**短い課題**
拉致問題をめぐる国会でのやり取りについて、最後の発言の次から続きを書いてもらえますか。

**読むための抜粋**

╔══

川口国務大臣 昨年の四月の時点からきょうまでの間に、一面では、委員もさっきおっしゃいましたように、非常に大きな動きがあった。総理の訪朝があり、そして五人の方が日本に今いるということがあったわけですけれども、他方で、その後引き続き我々が求めていること、すなわち、五人の家族の方が日本に帰ってくるということと、それから、拉致について事実の解明をきちんとしてほしいということについては進展が見られないということについては、これは非常に残念だと思います。委員がおっしゃるように、この問題について、我々はこれについて怒っているのだということについては、きちんとメッセージを伝える必要があると思いますし、現に伝えてきております。
 それで、拉致についてですけれども、これは今までも国会答弁で何回か申し上げてきておりますけれども、国民の生命と財産、これに大きな影響を与える、これにかかわるようなことでもありまして、拉致というのは普通テロと言うということは今までも申し上げてきているわけです。
 他方で、アメリカにはテロ国家ということを指定するという制度がございますけれども、日本としてはそういう制度は持っていないということですけれども、人権侵害であるということはそういうことですし、国際法違反であるということもそういうことである。これも、今まで国会でも私は申し上げてきております。
 こういったことについて、我が国としてはこのことについて、粘り強くと先ほどおっしゃられましたけれども、我が国としては、ぜひ解決をしていかなければいけないというふうに考えております。
松原分科員 今大臣は、拉致はテロであるというふうにおっしゃったわけであります。拉致はテロであるということをおっしゃったのであれば、これは、テロを行う国はテロ国家である、こういうことになるのではないかと思いますが、御答弁をお願いいたします。
川口国務大臣 普通に言えば、テロという行為を行う国家ということは言えると思いますけれども、我が国として、アメリカと違いまして、テロ国家という指定をするとか、そういう制度は持っていませんので、そういう形で、それがこういうことでありますと、定義とかそういうことはないということであります。

╚══

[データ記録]
╔══

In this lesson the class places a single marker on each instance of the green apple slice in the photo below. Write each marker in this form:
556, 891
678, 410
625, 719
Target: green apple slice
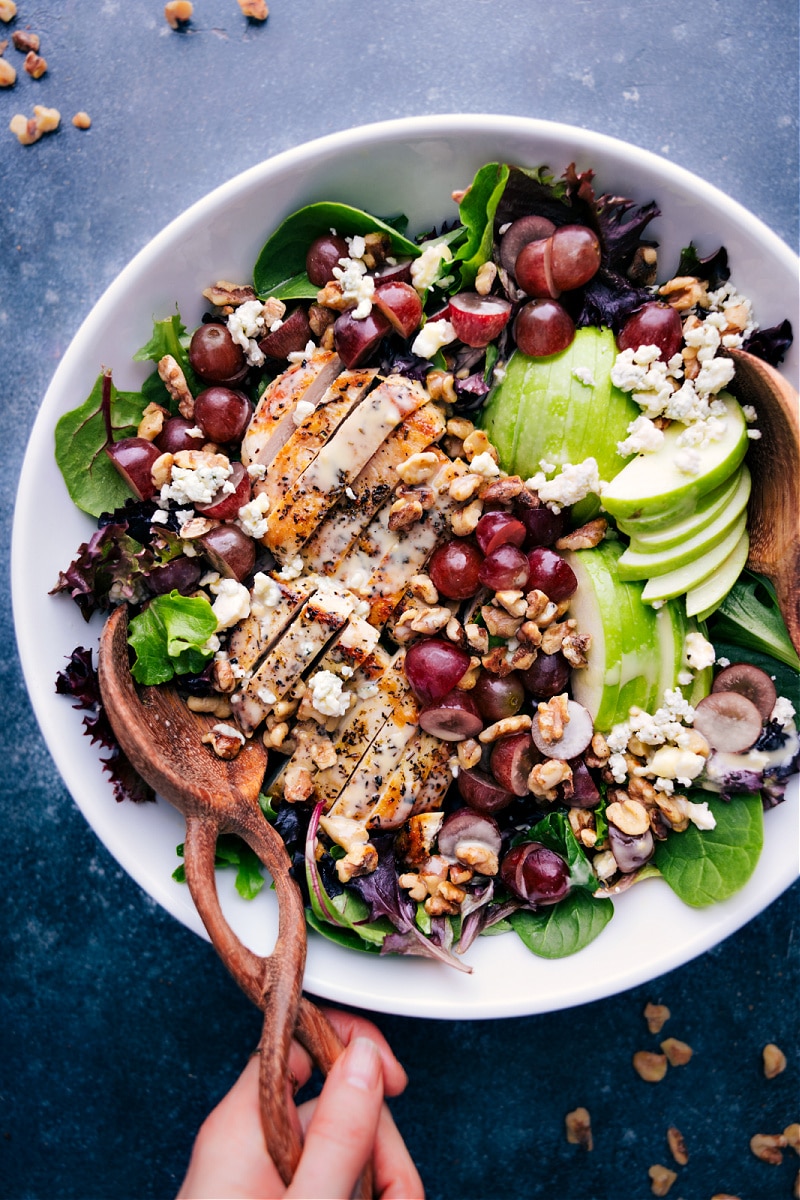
703, 599
653, 483
644, 564
561, 408
675, 583
708, 510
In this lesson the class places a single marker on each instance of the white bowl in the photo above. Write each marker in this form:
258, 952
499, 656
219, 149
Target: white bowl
409, 166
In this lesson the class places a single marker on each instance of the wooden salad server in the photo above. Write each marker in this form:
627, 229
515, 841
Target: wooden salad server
774, 509
162, 738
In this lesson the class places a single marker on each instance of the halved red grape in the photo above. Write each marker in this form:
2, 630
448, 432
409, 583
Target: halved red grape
222, 413
215, 357
133, 457
498, 528
542, 328
452, 718
548, 676
654, 324
511, 762
433, 667
323, 256
175, 436
576, 736
505, 569
481, 791
728, 721
499, 696
575, 256
536, 874
226, 504
750, 682
455, 568
543, 526
551, 574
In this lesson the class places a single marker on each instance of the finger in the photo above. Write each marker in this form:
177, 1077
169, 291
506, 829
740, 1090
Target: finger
342, 1132
349, 1026
229, 1157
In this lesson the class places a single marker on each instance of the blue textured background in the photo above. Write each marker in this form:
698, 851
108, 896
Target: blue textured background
119, 1030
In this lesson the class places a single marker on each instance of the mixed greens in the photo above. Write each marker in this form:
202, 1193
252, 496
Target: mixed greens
552, 568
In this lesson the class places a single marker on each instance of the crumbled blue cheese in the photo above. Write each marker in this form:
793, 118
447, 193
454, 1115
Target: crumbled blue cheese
432, 337
232, 603
643, 437
426, 269
573, 484
326, 694
698, 652
251, 517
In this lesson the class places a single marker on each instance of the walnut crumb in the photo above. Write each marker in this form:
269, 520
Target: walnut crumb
578, 1128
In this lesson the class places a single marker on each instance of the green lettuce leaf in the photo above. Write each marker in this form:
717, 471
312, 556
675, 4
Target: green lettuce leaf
169, 636
80, 438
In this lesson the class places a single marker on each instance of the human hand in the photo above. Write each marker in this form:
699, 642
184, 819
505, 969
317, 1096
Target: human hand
343, 1128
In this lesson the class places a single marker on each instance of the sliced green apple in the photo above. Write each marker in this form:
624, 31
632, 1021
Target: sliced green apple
653, 483
734, 491
561, 408
684, 579
705, 598
645, 564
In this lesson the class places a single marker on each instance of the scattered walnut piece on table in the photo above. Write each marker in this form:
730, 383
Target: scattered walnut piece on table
650, 1067
774, 1060
178, 12
677, 1145
768, 1146
662, 1179
678, 1053
578, 1128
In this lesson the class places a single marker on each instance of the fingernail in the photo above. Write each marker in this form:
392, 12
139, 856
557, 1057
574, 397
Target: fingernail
362, 1065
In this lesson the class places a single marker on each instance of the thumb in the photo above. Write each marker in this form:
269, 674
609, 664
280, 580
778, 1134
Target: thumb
342, 1132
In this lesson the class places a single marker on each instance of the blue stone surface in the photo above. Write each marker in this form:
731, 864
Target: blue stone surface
119, 1029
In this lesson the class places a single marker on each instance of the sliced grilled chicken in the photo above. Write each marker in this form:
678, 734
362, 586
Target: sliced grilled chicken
371, 489
323, 615
340, 462
272, 424
311, 433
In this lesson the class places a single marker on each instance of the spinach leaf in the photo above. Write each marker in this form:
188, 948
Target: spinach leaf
750, 616
476, 211
565, 928
169, 636
80, 438
281, 267
169, 336
704, 867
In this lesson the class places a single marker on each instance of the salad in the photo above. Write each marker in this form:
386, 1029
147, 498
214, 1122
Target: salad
457, 525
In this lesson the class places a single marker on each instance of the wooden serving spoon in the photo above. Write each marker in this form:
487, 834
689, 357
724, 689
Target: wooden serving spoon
774, 509
163, 741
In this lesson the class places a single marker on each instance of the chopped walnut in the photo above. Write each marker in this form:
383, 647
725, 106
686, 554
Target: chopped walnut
174, 381
256, 10
677, 1145
229, 295
298, 784
178, 13
584, 538
546, 777
650, 1067
35, 65
578, 1128
662, 1179
774, 1060
656, 1015
678, 1053
768, 1146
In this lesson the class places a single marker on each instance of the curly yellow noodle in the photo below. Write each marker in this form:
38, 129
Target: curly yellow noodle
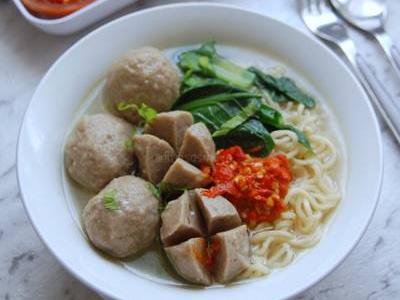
312, 195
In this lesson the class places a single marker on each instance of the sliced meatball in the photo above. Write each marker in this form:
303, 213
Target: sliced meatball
95, 152
233, 256
184, 175
155, 156
198, 146
219, 214
123, 218
181, 220
189, 260
143, 75
170, 126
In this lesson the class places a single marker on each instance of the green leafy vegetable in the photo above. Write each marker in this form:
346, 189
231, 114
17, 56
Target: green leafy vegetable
227, 99
238, 119
124, 106
147, 113
252, 136
282, 89
205, 62
154, 190
197, 87
109, 200
128, 144
273, 120
269, 116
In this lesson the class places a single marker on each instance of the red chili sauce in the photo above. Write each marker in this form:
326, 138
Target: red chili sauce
255, 186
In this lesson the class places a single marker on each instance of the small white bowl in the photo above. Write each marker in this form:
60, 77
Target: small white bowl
61, 91
76, 21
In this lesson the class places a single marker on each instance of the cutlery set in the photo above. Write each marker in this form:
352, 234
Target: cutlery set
322, 19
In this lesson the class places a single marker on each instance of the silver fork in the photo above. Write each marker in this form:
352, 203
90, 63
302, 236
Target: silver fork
322, 21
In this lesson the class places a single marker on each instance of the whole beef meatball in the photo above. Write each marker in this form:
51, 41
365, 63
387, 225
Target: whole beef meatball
95, 152
141, 76
123, 218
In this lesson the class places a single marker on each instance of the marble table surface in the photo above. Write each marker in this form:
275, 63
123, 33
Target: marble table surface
29, 271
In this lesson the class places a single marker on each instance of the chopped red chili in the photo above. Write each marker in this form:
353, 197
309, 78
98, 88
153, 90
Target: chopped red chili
255, 186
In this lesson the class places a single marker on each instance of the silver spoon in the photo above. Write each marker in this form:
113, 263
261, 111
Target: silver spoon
370, 16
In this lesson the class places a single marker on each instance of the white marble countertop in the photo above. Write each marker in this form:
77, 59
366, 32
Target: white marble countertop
28, 270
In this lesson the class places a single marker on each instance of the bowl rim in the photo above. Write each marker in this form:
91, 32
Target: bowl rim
102, 290
37, 20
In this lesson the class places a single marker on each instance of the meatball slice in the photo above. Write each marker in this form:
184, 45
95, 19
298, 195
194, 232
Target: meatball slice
189, 259
233, 256
155, 156
198, 146
181, 220
184, 175
143, 75
95, 151
219, 214
170, 126
123, 218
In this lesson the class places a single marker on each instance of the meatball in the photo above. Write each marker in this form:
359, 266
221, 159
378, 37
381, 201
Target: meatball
123, 218
95, 152
141, 76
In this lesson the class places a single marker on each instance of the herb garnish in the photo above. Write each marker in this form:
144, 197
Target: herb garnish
145, 112
109, 200
154, 190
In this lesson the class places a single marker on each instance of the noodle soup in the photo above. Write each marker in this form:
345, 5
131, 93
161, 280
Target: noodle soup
315, 190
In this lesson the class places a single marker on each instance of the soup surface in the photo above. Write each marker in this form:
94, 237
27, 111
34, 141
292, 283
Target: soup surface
313, 195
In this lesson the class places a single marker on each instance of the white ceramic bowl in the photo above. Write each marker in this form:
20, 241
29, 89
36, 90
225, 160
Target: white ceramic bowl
62, 89
76, 21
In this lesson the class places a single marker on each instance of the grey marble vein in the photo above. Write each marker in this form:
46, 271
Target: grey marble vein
29, 271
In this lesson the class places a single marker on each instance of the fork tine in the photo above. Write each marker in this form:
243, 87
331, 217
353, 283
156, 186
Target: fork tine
303, 6
323, 6
313, 6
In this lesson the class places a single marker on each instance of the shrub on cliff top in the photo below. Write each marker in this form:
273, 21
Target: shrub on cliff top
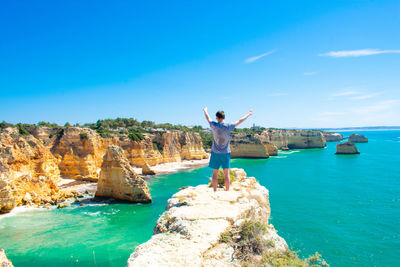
135, 136
253, 250
83, 136
22, 129
221, 178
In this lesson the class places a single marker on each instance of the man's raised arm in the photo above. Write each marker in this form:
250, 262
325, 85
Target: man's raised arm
206, 114
244, 118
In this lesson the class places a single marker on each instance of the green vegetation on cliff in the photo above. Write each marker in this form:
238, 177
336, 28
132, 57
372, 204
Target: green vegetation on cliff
252, 249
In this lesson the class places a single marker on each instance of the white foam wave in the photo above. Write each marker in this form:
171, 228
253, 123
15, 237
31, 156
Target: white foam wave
93, 214
288, 152
18, 210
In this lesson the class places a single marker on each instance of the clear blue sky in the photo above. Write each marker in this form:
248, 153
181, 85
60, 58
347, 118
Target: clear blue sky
295, 63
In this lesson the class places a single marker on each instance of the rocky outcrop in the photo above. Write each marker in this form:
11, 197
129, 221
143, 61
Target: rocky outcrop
4, 262
251, 146
28, 173
268, 142
332, 137
304, 139
32, 165
179, 145
79, 152
189, 232
119, 181
346, 148
358, 138
146, 170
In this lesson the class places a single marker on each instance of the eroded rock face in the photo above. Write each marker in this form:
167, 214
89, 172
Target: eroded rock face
332, 137
178, 145
346, 148
146, 170
188, 233
358, 138
119, 181
26, 168
251, 146
4, 262
80, 152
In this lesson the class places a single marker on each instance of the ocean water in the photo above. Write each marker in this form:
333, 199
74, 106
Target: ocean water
346, 207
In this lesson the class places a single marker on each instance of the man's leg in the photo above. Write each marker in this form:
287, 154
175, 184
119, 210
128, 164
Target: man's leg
227, 181
215, 179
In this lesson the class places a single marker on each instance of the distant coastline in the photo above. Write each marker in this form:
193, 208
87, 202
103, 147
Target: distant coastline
370, 128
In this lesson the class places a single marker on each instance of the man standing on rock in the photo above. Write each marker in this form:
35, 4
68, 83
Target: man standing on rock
220, 150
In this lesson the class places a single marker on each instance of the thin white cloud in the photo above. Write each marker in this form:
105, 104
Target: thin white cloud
358, 53
277, 94
252, 59
347, 93
377, 107
361, 97
309, 73
333, 113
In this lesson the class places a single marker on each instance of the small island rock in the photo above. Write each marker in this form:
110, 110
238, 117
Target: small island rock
347, 148
332, 137
118, 179
147, 171
358, 138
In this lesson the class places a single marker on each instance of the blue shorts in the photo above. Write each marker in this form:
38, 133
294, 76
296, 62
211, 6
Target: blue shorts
220, 160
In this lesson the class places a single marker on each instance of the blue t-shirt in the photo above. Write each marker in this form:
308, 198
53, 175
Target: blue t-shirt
221, 133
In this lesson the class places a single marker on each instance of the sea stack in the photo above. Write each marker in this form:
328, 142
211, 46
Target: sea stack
200, 227
358, 138
146, 170
332, 137
119, 181
347, 148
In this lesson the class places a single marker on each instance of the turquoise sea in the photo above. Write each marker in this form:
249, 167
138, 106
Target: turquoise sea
346, 207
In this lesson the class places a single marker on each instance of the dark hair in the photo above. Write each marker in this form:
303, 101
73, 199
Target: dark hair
220, 114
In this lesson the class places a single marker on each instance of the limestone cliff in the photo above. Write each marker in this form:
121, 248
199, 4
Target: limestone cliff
294, 139
332, 137
268, 142
28, 173
251, 146
346, 148
80, 150
358, 138
178, 145
189, 232
118, 180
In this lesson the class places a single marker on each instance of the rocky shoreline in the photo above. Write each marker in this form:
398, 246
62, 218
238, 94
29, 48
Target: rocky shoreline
205, 228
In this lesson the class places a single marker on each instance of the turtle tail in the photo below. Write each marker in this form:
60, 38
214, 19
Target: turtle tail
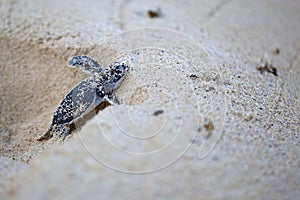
46, 136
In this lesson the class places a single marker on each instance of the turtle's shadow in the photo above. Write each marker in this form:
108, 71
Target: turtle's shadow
82, 121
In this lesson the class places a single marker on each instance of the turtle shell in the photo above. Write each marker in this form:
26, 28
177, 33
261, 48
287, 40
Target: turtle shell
79, 101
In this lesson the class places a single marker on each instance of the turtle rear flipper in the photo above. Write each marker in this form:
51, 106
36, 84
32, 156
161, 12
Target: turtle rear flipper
85, 63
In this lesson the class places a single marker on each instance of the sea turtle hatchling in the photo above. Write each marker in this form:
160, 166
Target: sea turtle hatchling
88, 94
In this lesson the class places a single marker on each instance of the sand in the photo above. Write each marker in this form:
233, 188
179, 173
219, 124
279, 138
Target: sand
210, 107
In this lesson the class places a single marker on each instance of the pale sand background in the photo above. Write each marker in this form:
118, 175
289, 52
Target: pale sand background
255, 116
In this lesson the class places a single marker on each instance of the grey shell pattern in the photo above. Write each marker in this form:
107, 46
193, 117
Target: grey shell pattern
87, 95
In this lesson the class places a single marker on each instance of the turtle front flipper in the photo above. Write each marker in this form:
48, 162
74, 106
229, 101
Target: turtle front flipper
85, 63
58, 130
47, 135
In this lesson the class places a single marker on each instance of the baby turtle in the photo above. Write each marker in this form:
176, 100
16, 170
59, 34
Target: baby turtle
87, 95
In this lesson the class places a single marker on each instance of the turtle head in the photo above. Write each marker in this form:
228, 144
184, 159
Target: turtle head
118, 72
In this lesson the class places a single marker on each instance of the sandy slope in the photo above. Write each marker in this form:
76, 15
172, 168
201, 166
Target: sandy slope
226, 130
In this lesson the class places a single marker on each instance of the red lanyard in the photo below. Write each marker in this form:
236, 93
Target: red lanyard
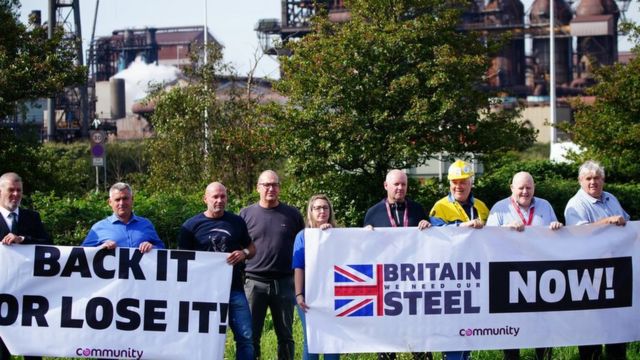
405, 219
517, 207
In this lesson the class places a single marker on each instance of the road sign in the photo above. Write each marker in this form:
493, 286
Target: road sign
98, 147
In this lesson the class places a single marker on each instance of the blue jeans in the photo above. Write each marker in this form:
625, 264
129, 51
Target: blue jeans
240, 323
456, 355
305, 349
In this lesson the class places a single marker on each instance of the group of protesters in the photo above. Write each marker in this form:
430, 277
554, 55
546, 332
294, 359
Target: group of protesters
265, 241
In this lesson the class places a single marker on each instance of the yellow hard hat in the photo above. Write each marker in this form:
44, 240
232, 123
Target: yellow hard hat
460, 170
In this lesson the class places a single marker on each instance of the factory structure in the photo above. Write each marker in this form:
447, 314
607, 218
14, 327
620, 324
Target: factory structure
586, 36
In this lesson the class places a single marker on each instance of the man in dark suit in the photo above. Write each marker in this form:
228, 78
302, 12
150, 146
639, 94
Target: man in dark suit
18, 226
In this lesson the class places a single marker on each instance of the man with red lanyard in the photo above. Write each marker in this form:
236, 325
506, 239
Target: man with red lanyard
517, 211
397, 211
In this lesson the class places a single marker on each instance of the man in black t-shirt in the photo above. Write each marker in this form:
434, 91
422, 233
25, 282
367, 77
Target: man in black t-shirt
220, 231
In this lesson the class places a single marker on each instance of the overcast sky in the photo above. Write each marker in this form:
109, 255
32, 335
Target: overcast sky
230, 22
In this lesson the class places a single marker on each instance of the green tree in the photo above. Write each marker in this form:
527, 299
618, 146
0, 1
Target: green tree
31, 65
609, 129
203, 136
391, 88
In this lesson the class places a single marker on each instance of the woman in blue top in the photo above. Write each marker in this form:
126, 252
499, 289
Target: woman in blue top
319, 215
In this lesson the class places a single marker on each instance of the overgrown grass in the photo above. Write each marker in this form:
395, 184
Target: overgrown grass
269, 345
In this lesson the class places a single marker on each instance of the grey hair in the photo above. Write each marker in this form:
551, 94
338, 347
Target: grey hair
10, 177
120, 186
590, 166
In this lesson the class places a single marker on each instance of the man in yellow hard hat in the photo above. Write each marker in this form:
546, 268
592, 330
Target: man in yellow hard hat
459, 208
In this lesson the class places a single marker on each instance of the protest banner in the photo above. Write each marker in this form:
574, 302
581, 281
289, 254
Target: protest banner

╚══

**この問題の解答**
松原分科員 それは非常に、外交上は、テロ国家ということであれば、テロ国家の指定という概念が必要でありますが、日本にはそれがないということであれば、これはまた議論をしていかなければいけない問題でありますが、少なくとも、テロ国家という概念はないけれども、拉致はテロである、このことは今大臣がはっきりとおっしゃったわけでありますから、そして、テロをする国はテロ国家である、テロ国家という概念はないけれどもテロ国家である、こうおっしゃったわけでありますので、言葉としては、北朝鮮はテロ国家である、こういうふうにお認めいただいたということでよろしいですか。
川口国務大臣 先ほど申しましたように、テロ国家という、そういう概念が日本国にはないという前提で、拉致というのは国民の命、安全にかかわることであるわけですから、そういうことは普通にはテロと言うんであろうというふうに申し上げているわけでして、そういうことをやっている国家ということはそういうテロをする国家であるというふうに普通は考えるということだろうと思いますが、制度として、我が国として、それをテロ国家という指定をしているとか、そのように定義をしているとか、そういうことは言えないということを申し上げているわけです。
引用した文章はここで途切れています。